::: EXERCISE DATA
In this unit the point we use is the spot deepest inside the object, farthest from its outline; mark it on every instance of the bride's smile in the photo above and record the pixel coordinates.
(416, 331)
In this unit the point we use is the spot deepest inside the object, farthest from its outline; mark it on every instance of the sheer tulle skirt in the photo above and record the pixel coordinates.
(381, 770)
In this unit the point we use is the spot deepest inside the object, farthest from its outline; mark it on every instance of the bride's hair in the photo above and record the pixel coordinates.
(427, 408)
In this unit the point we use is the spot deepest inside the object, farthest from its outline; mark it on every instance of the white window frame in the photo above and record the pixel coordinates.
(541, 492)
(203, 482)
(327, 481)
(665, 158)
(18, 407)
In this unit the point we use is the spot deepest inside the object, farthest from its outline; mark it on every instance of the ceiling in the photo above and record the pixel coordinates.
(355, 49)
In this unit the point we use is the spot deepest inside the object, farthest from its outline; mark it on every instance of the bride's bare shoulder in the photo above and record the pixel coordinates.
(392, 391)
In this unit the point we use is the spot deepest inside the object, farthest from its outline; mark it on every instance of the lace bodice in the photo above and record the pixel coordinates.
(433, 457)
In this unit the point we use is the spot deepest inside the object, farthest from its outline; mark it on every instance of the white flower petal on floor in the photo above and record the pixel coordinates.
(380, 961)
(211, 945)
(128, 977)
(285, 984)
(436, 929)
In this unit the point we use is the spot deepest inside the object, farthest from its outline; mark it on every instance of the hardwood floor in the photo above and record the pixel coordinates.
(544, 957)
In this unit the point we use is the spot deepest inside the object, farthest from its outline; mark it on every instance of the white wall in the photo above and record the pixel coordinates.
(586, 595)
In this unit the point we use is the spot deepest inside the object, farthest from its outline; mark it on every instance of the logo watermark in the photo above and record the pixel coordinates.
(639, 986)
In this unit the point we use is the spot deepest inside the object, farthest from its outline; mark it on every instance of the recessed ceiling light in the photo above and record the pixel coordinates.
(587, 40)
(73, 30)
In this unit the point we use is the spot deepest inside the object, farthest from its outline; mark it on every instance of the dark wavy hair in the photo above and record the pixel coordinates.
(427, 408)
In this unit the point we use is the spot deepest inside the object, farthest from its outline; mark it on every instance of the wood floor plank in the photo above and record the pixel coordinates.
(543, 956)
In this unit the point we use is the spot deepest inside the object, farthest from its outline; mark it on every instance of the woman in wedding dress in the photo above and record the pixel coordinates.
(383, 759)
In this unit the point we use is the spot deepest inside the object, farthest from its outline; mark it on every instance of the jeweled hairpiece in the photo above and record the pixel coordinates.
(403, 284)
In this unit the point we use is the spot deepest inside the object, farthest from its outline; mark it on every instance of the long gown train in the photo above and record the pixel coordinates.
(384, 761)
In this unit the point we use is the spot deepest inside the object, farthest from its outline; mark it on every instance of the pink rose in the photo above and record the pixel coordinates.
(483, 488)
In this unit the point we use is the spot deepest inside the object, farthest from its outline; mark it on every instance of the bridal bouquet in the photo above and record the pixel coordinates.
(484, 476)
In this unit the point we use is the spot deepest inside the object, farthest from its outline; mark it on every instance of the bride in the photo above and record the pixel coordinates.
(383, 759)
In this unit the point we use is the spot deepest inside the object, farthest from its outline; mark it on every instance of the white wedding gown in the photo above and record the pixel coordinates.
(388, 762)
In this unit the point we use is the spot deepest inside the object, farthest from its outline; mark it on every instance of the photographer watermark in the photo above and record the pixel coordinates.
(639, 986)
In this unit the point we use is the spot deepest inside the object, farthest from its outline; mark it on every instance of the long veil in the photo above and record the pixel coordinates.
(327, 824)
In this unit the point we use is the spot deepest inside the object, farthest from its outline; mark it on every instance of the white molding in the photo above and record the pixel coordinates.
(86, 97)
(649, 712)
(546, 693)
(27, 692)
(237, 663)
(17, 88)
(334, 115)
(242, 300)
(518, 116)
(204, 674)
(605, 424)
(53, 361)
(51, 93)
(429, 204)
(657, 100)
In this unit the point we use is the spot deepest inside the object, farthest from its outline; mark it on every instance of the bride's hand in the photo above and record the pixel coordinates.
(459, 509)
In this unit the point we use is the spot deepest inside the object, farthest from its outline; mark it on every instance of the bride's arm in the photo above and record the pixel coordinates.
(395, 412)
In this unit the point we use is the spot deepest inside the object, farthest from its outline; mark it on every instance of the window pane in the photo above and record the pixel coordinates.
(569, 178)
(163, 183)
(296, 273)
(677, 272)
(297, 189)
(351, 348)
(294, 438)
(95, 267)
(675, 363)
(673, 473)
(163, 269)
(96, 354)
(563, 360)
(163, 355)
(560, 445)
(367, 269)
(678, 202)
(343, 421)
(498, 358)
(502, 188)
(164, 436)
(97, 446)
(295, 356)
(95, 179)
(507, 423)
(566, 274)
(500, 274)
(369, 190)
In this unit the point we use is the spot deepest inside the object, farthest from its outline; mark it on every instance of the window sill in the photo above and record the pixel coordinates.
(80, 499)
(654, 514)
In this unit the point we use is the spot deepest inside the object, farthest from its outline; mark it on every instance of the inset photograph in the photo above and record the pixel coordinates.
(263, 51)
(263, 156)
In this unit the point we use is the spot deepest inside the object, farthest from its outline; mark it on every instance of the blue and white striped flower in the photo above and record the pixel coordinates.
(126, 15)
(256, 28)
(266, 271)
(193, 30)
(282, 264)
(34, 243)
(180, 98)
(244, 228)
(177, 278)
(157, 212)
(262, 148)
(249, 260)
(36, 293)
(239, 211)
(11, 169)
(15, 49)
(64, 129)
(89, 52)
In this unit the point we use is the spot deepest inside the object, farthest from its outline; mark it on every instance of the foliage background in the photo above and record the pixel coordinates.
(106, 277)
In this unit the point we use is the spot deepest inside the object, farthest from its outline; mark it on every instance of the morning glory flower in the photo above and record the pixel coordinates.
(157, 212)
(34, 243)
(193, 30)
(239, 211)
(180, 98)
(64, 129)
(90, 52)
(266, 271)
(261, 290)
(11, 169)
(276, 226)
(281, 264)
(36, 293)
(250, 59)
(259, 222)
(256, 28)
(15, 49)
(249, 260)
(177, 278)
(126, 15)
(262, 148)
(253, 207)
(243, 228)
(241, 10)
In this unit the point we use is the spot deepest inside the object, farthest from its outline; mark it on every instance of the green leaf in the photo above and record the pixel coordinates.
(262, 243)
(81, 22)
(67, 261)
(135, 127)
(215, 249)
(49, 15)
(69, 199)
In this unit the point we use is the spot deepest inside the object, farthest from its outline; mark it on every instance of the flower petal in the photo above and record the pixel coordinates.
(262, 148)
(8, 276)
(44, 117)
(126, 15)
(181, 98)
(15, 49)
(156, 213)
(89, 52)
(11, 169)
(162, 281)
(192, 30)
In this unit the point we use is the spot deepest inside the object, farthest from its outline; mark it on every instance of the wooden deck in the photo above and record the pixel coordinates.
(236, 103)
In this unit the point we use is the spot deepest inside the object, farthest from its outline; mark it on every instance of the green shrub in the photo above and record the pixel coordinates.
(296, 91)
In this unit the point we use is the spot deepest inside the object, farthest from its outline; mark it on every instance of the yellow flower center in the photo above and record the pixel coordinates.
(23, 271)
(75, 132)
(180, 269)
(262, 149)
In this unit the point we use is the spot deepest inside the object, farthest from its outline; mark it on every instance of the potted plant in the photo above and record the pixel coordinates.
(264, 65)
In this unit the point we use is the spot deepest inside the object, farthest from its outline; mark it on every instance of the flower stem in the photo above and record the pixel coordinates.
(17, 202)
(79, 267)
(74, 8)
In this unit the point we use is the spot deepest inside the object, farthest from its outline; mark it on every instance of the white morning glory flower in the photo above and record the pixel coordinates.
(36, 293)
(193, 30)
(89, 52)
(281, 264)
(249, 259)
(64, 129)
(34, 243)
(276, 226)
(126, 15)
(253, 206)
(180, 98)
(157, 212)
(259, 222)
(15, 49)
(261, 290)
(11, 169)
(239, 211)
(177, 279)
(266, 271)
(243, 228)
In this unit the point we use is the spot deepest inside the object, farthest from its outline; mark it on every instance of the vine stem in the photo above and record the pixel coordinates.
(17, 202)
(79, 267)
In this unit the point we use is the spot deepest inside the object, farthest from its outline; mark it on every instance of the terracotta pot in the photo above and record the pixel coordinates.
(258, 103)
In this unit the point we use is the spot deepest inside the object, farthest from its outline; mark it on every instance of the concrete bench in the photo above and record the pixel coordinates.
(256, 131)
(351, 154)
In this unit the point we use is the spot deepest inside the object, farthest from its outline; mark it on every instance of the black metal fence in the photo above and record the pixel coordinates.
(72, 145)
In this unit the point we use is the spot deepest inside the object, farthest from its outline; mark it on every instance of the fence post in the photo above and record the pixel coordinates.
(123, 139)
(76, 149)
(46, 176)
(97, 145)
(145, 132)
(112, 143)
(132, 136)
::::::
| AIM OF THE EXERCISE |
Reproduce the listing word for word, beginning with the line that contains "of the black" and stopping after its final line.

| SOLUTION TO THIS EXERCISE |
In this unit the point we use is the spot deepest inside the object, farthest from its outline; mark it on every instance of the black metal fence in the photo above and record the pixel coordinates.
(72, 145)
In this unit the point we use is the spot deepest inside the object, farthest from its outline; mark it on every instance of the fence post in the photo above and record the pixel coordinates.
(123, 139)
(76, 149)
(46, 176)
(97, 145)
(145, 132)
(112, 143)
(132, 136)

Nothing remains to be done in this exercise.